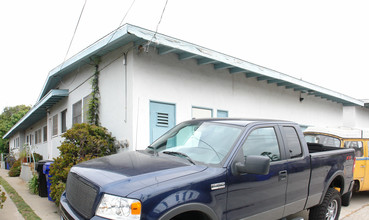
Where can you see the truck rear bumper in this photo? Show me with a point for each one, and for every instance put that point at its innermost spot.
(68, 213)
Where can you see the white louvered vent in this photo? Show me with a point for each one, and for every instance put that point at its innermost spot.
(162, 119)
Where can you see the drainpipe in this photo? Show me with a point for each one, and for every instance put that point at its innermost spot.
(49, 144)
(125, 87)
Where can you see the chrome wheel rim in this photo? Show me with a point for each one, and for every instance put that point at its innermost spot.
(332, 210)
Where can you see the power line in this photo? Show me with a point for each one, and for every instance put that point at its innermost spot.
(157, 27)
(75, 30)
(120, 24)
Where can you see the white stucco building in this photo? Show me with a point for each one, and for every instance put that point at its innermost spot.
(149, 82)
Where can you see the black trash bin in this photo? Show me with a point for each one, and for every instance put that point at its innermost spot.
(42, 185)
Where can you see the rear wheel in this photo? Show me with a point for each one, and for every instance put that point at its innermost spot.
(329, 209)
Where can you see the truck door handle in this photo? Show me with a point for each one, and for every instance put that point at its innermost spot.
(282, 175)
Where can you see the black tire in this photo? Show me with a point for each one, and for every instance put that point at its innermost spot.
(346, 198)
(329, 209)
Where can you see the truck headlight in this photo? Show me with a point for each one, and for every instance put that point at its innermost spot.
(115, 207)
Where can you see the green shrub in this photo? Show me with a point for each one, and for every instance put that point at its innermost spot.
(15, 169)
(37, 157)
(82, 142)
(33, 184)
(2, 198)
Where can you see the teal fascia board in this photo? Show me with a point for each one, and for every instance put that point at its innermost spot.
(165, 44)
(38, 111)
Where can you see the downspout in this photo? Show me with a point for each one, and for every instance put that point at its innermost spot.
(49, 144)
(125, 87)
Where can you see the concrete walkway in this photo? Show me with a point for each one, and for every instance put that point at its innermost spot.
(40, 205)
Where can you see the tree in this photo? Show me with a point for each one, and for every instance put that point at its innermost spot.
(81, 143)
(9, 117)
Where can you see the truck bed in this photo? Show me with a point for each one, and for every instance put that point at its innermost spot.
(327, 162)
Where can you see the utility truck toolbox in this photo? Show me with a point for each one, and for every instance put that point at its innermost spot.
(213, 169)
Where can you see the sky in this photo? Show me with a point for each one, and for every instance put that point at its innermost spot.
(324, 42)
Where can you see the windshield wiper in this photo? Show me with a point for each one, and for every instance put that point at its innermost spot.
(183, 155)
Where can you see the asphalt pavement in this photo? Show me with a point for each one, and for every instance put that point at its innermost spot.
(44, 208)
(47, 210)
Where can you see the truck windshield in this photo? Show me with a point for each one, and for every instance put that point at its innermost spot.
(204, 142)
(323, 139)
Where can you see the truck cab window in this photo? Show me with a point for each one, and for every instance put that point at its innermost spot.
(262, 141)
(292, 142)
(357, 146)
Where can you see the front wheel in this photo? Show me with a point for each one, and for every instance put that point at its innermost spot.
(329, 209)
(346, 198)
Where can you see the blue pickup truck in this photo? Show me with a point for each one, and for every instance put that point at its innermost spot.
(214, 169)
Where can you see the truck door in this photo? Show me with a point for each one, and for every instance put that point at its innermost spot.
(360, 164)
(366, 162)
(252, 196)
(298, 171)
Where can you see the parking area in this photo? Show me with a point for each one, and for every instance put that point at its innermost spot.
(358, 209)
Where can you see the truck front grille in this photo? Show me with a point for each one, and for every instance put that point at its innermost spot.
(81, 195)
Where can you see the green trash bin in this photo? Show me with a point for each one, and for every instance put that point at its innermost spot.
(46, 171)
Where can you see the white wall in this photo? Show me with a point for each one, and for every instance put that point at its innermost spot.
(40, 148)
(186, 84)
(356, 117)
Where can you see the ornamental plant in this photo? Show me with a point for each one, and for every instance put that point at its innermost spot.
(2, 198)
(81, 143)
(15, 169)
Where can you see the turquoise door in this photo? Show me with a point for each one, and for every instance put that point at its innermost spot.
(162, 118)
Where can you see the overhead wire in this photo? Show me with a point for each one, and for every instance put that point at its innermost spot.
(120, 24)
(75, 31)
(71, 41)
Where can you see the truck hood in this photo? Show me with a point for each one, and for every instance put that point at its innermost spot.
(126, 172)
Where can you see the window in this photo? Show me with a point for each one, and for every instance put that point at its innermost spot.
(45, 133)
(64, 120)
(262, 141)
(201, 112)
(86, 101)
(55, 125)
(357, 146)
(38, 136)
(201, 141)
(292, 142)
(323, 139)
(30, 139)
(77, 112)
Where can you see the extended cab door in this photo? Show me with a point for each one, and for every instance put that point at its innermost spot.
(252, 196)
(298, 168)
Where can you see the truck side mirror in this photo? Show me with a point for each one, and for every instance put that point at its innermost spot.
(254, 164)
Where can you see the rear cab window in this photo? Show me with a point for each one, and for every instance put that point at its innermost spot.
(292, 141)
(262, 141)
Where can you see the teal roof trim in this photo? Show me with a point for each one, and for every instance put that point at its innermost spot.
(38, 111)
(164, 45)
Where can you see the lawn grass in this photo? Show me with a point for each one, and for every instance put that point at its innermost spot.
(22, 206)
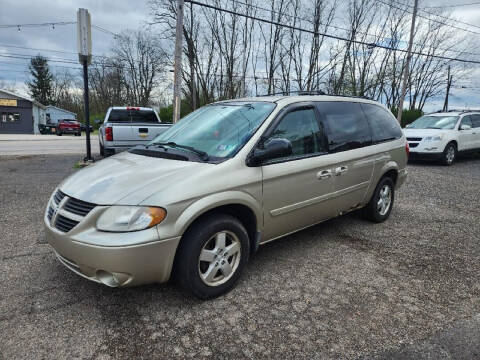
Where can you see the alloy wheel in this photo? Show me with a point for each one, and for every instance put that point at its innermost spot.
(219, 258)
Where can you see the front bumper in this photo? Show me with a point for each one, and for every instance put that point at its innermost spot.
(149, 260)
(414, 155)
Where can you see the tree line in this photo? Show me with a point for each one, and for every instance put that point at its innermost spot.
(227, 55)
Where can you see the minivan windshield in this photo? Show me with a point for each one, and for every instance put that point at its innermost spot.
(218, 130)
(434, 122)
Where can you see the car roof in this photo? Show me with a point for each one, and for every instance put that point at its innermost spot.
(291, 99)
(130, 107)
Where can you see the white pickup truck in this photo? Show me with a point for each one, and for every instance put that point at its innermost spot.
(125, 127)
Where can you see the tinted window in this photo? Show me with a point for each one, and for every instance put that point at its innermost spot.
(475, 120)
(466, 120)
(384, 126)
(301, 128)
(143, 116)
(346, 125)
(119, 116)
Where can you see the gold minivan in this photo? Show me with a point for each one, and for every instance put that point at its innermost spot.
(199, 199)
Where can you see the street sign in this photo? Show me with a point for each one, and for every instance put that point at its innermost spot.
(84, 36)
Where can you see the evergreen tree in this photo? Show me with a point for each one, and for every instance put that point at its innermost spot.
(40, 86)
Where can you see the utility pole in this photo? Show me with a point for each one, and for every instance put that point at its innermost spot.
(407, 65)
(84, 42)
(449, 83)
(177, 73)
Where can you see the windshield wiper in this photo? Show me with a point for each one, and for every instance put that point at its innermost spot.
(203, 155)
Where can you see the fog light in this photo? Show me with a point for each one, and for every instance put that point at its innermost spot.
(112, 279)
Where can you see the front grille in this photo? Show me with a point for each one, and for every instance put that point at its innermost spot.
(58, 197)
(50, 213)
(78, 207)
(65, 224)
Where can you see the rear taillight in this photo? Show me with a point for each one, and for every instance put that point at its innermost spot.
(108, 134)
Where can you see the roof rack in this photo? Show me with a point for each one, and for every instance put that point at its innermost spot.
(455, 110)
(312, 92)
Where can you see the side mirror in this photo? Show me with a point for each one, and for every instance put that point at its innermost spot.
(272, 149)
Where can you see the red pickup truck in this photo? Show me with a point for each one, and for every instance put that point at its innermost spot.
(69, 127)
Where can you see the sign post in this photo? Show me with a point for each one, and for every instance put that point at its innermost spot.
(84, 42)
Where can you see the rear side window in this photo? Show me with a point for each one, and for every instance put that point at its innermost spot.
(301, 128)
(467, 120)
(475, 120)
(143, 116)
(126, 116)
(346, 125)
(384, 126)
(119, 116)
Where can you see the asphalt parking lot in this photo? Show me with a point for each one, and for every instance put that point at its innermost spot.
(15, 144)
(406, 288)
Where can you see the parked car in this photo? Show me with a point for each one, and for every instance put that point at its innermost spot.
(200, 198)
(125, 127)
(67, 126)
(442, 136)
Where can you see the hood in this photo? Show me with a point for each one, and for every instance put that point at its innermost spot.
(424, 132)
(127, 178)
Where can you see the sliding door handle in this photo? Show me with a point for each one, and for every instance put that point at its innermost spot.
(340, 170)
(324, 174)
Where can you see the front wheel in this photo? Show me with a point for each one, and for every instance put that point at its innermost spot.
(449, 154)
(212, 256)
(381, 203)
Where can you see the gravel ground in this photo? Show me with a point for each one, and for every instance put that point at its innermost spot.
(406, 288)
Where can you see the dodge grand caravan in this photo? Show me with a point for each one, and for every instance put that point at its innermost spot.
(198, 200)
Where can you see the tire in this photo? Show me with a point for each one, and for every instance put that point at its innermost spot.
(375, 210)
(211, 238)
(449, 155)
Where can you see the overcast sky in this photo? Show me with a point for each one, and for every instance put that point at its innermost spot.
(118, 15)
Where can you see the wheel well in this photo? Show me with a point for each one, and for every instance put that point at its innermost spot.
(454, 142)
(393, 174)
(242, 212)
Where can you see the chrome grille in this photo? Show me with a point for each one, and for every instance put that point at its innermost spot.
(50, 213)
(58, 197)
(65, 224)
(61, 206)
(78, 207)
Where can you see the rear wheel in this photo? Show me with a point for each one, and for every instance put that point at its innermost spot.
(381, 203)
(449, 154)
(212, 256)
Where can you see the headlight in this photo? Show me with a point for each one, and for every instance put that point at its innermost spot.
(433, 138)
(130, 218)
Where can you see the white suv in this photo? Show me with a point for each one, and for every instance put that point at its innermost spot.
(441, 136)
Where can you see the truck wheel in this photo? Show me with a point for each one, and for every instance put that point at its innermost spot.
(449, 154)
(381, 203)
(212, 256)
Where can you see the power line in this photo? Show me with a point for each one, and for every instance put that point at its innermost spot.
(336, 37)
(52, 24)
(449, 6)
(433, 20)
(344, 29)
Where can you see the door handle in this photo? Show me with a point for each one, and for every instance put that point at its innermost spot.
(340, 170)
(324, 174)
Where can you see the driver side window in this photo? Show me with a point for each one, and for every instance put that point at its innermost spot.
(301, 128)
(466, 121)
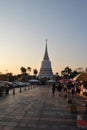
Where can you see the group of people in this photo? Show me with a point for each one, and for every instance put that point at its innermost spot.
(67, 88)
(54, 87)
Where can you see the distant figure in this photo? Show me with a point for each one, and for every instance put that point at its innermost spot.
(53, 89)
(59, 89)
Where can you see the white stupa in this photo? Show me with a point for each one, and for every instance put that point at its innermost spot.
(46, 69)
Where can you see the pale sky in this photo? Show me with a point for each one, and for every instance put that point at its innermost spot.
(25, 25)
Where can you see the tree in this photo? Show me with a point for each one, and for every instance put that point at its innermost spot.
(66, 72)
(29, 69)
(79, 70)
(86, 69)
(23, 70)
(35, 71)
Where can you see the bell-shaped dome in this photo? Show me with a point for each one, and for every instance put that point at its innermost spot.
(46, 69)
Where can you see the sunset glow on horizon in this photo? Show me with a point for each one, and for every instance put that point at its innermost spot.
(25, 25)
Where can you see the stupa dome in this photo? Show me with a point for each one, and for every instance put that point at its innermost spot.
(46, 69)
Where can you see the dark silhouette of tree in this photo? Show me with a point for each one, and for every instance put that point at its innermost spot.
(79, 70)
(56, 76)
(66, 72)
(35, 71)
(23, 70)
(29, 70)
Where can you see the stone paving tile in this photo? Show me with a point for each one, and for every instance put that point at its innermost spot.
(36, 109)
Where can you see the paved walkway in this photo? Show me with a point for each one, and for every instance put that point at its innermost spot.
(36, 109)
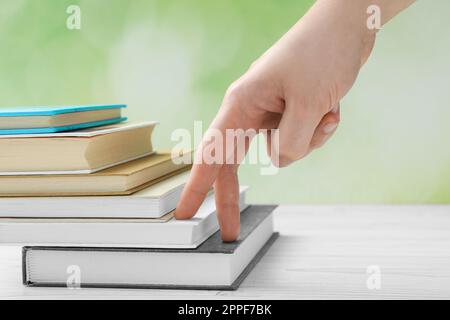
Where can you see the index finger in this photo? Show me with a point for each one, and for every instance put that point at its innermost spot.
(204, 170)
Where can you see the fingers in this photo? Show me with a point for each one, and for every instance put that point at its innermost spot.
(326, 128)
(209, 160)
(226, 189)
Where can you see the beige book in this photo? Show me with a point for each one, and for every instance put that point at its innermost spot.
(76, 152)
(123, 179)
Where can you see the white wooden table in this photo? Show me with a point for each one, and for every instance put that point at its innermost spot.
(323, 252)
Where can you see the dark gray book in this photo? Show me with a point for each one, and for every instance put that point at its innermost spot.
(213, 265)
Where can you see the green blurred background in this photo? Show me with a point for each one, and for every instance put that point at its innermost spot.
(172, 61)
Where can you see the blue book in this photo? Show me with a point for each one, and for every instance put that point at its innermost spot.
(40, 120)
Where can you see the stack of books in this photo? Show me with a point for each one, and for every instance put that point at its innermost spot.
(84, 191)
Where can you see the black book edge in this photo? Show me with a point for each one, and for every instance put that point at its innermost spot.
(234, 286)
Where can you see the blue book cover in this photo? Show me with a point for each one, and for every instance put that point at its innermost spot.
(55, 111)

PROBLEM DESCRIPTION: Set down no line except those from the one with "Where can you see the black book" to the last line of the data, inclusive, each exactly as written.

WRITTEN SOLUTION:
Where can you see the black book edge in this photo? Show me with a point for each one, and for every instance put that point at its innermost spot.
(234, 286)
Where can you see the blue book cover in this photo? Show me with a point for each one, and for every instance put that point at its innermost spot.
(55, 111)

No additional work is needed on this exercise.